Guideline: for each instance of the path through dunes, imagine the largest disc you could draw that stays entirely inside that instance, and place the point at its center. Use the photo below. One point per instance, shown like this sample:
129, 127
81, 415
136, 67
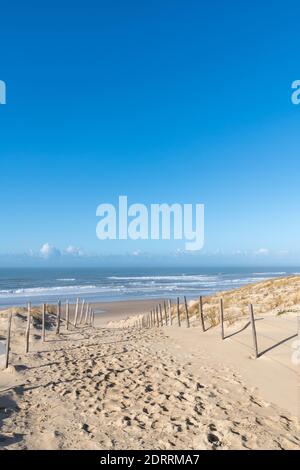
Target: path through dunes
120, 389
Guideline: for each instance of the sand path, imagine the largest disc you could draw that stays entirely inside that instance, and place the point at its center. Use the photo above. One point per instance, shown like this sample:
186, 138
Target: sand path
112, 388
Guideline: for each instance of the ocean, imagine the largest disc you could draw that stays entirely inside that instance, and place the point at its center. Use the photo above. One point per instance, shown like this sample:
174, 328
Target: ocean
21, 285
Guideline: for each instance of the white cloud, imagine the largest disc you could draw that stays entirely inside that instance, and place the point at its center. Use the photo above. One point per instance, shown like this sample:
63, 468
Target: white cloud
49, 251
73, 251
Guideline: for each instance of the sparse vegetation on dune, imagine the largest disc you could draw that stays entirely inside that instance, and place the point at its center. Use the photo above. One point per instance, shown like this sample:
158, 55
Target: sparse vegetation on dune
276, 296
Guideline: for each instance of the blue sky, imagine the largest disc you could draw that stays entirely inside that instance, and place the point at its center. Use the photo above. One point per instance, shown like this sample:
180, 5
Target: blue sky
164, 101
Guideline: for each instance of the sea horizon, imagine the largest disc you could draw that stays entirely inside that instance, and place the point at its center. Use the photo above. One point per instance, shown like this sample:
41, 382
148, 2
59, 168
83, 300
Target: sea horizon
21, 285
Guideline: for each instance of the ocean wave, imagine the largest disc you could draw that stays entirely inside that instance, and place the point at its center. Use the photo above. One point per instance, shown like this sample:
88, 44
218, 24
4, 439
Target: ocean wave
· · ·
ACTIVITY:
Lines containing the word "wave" must be found in the data above and copied.

EXERCISE OUTPUT:
Guideline: for each instance of the ocean wave, imagine the largest disc you could draw that stays entirely inside that instance, and place the point at its center. Use the photo above. One point per instance, shown like this sample:
Target: ocean wave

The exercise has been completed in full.